* Exercise inputs:

>> Start

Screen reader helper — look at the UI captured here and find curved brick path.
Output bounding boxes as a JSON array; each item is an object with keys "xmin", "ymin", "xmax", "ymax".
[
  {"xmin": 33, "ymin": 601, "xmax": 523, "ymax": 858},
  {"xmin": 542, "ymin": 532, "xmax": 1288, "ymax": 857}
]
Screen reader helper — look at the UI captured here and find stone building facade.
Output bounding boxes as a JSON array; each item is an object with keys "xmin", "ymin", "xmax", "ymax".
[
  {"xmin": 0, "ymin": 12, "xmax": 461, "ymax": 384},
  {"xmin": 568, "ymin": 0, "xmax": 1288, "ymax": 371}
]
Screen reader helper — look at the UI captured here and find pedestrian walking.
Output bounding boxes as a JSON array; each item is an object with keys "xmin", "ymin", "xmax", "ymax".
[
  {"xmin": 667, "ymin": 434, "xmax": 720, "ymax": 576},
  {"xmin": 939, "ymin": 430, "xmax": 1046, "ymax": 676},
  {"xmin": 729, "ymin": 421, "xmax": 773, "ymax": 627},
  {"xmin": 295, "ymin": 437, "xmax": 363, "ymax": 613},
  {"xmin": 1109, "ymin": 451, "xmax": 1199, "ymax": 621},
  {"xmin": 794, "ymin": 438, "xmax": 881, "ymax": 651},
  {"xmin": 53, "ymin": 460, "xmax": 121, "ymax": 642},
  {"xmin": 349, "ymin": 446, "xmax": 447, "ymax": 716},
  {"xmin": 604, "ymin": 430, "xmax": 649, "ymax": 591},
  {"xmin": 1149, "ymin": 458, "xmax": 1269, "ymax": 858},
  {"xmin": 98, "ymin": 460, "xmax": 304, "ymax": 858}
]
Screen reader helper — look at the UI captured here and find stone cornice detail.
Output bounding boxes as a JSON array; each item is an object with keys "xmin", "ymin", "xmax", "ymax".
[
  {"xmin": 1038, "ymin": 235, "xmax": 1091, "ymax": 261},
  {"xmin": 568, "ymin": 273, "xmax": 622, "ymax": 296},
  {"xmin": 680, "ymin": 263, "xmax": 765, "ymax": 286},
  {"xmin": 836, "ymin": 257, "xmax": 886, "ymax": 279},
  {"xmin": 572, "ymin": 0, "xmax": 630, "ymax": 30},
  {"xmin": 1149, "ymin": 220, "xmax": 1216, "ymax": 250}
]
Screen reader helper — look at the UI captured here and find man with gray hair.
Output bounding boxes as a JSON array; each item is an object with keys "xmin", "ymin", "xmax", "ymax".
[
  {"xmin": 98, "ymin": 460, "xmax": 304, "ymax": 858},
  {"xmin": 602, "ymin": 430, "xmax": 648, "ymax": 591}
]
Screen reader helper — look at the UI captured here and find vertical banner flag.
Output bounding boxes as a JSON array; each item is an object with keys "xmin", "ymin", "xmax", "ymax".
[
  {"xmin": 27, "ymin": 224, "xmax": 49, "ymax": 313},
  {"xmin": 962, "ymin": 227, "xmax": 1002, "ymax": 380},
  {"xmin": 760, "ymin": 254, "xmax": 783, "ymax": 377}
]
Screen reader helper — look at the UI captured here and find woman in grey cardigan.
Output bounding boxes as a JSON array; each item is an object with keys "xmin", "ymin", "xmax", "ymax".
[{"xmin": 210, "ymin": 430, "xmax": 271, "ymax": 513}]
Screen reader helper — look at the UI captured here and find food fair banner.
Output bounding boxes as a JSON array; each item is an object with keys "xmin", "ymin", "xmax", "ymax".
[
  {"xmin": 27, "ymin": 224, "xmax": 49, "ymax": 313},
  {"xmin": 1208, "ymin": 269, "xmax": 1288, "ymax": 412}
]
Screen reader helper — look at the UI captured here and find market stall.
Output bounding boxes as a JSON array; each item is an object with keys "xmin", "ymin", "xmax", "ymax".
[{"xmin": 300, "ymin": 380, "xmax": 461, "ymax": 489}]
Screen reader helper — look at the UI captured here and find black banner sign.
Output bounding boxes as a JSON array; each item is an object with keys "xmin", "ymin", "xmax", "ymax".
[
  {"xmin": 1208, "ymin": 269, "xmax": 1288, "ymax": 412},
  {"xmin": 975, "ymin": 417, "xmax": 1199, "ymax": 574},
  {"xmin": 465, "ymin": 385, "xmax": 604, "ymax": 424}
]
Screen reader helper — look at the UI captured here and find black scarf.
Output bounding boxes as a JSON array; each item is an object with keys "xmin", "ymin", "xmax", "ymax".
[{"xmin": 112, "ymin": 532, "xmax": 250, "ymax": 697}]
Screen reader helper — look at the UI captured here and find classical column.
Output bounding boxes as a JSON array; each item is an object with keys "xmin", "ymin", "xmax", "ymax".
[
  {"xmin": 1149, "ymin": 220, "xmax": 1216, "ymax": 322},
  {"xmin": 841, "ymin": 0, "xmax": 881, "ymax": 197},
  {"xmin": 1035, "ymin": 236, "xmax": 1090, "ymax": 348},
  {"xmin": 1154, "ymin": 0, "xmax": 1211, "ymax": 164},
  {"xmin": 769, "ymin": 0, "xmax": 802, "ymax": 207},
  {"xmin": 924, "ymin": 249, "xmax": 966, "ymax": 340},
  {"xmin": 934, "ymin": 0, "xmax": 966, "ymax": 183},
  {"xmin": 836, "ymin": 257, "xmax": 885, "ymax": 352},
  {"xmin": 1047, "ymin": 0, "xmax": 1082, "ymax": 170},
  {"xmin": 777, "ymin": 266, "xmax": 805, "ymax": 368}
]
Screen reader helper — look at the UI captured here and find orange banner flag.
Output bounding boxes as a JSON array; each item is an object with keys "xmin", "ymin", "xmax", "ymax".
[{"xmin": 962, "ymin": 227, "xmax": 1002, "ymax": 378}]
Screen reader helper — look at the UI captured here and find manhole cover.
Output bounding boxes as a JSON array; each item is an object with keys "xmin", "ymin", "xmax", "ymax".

>> End

* Stated task:
Reproduce the listing above verbatim, line by line, with no changes.

* Expected answer:
Screen reader helper — look at the UI captured here and find curved brick path.
Output bounding boxes as a JSON array; each item is an object with keys "xmin", "ymin", "xmax", "ymax".
[
  {"xmin": 33, "ymin": 601, "xmax": 523, "ymax": 858},
  {"xmin": 542, "ymin": 532, "xmax": 1288, "ymax": 857}
]
Screen reader helper — look at the UI captured here and find stone building facade.
Output bounding boxes as a JSON array; each item is an object with keys "xmin", "ymin", "xmax", "ymax".
[
  {"xmin": 0, "ymin": 12, "xmax": 461, "ymax": 384},
  {"xmin": 568, "ymin": 0, "xmax": 1288, "ymax": 371}
]
Screen reader helper — look at the UI captured here and find pedestrian walking.
Output bounding boxes as a JSON array; each item is an object with keys "xmin", "ymin", "xmax", "ymax".
[
  {"xmin": 667, "ymin": 434, "xmax": 720, "ymax": 576},
  {"xmin": 939, "ymin": 430, "xmax": 1046, "ymax": 676},
  {"xmin": 729, "ymin": 421, "xmax": 773, "ymax": 627},
  {"xmin": 295, "ymin": 437, "xmax": 363, "ymax": 613},
  {"xmin": 1109, "ymin": 451, "xmax": 1199, "ymax": 621},
  {"xmin": 794, "ymin": 438, "xmax": 881, "ymax": 651},
  {"xmin": 53, "ymin": 460, "xmax": 121, "ymax": 642},
  {"xmin": 349, "ymin": 446, "xmax": 447, "ymax": 716},
  {"xmin": 604, "ymin": 430, "xmax": 649, "ymax": 591},
  {"xmin": 1149, "ymin": 458, "xmax": 1269, "ymax": 858},
  {"xmin": 98, "ymin": 460, "xmax": 304, "ymax": 858}
]
Screen reader helper — look at the UI captured here and find stone cornice detail.
Output bounding boxes as a JSON array; each item is an object with keys "xmin", "ymin", "xmax", "ymax".
[
  {"xmin": 1038, "ymin": 235, "xmax": 1091, "ymax": 261},
  {"xmin": 568, "ymin": 273, "xmax": 622, "ymax": 296},
  {"xmin": 680, "ymin": 263, "xmax": 765, "ymax": 286},
  {"xmin": 836, "ymin": 257, "xmax": 886, "ymax": 279},
  {"xmin": 572, "ymin": 0, "xmax": 630, "ymax": 30},
  {"xmin": 1149, "ymin": 220, "xmax": 1216, "ymax": 250}
]
Screen reader helper — look at the UI captured here and find man with gray hair.
Output bounding boxes as a JSON array; each item is an object with keys "xmin", "ymin", "xmax", "ymax".
[
  {"xmin": 98, "ymin": 460, "xmax": 304, "ymax": 858},
  {"xmin": 602, "ymin": 430, "xmax": 648, "ymax": 591}
]
Screen reader helper — look at the UI captured here and find vertical banner flag.
Output bounding boxes as a JSON array; each item is an object with keys "xmin", "ymin", "xmax", "ymax".
[
  {"xmin": 27, "ymin": 224, "xmax": 49, "ymax": 313},
  {"xmin": 962, "ymin": 227, "xmax": 1002, "ymax": 380},
  {"xmin": 760, "ymin": 254, "xmax": 783, "ymax": 377}
]
Screen reader helper — look at the UI captured here and find woman in grey cardigan.
Output bounding boxes as a JSON array; each item is an object with keys "xmin", "ymin", "xmax", "ymax".
[{"xmin": 210, "ymin": 430, "xmax": 271, "ymax": 513}]
Screen reader helper — look at the UI captured here and find food fair banner.
Output bounding boxes as a JSON array; each item is an object with keys "xmin", "ymin", "xmax", "ymax".
[
  {"xmin": 27, "ymin": 224, "xmax": 49, "ymax": 313},
  {"xmin": 1208, "ymin": 269, "xmax": 1288, "ymax": 412}
]
Screen reader helper — look at the UI captured here and find market stall.
Output bounding boxes as a JSON array; each item is an object with keys "xmin", "ymin", "xmax", "ymax".
[{"xmin": 300, "ymin": 380, "xmax": 461, "ymax": 489}]
Screen reader helper — look at the UI captured here and find black banner sign.
Output bounding boxes as a JSON array; each item is an object with keys "xmin", "ymin", "xmax", "ymax".
[
  {"xmin": 1208, "ymin": 269, "xmax": 1288, "ymax": 412},
  {"xmin": 975, "ymin": 417, "xmax": 1199, "ymax": 574},
  {"xmin": 465, "ymin": 385, "xmax": 604, "ymax": 424}
]
Screen reader helper — look at the UI captured here and find black scarf.
Output bounding boxes as a JSON array; each item is an object with keys "xmin", "ymin", "xmax", "ymax".
[{"xmin": 112, "ymin": 532, "xmax": 250, "ymax": 697}]
Screen reader helper — look at the UI captured here and find classical column.
Output bounding boxes as a JSON array; each item is an object with keys "xmin", "ymin", "xmax", "ymax".
[
  {"xmin": 1149, "ymin": 220, "xmax": 1216, "ymax": 322},
  {"xmin": 841, "ymin": 0, "xmax": 881, "ymax": 197},
  {"xmin": 1035, "ymin": 236, "xmax": 1090, "ymax": 348},
  {"xmin": 1154, "ymin": 0, "xmax": 1211, "ymax": 164},
  {"xmin": 769, "ymin": 0, "xmax": 802, "ymax": 207},
  {"xmin": 924, "ymin": 249, "xmax": 966, "ymax": 340},
  {"xmin": 934, "ymin": 0, "xmax": 966, "ymax": 183},
  {"xmin": 836, "ymin": 257, "xmax": 885, "ymax": 352},
  {"xmin": 1047, "ymin": 0, "xmax": 1082, "ymax": 170},
  {"xmin": 777, "ymin": 266, "xmax": 805, "ymax": 368}
]
Screen reader helper — look at the UI captured here and find orange banner flag.
Output bounding boxes as a JSON array; each item is an object with keys "xmin", "ymin", "xmax", "ymax".
[{"xmin": 962, "ymin": 227, "xmax": 1002, "ymax": 378}]
Screen reader helper — look at the UI captured here and find manhole cover.
Output bounding boxes as a JSON array; each item is an object with keys "xmin", "ymin", "xmax", "ymax".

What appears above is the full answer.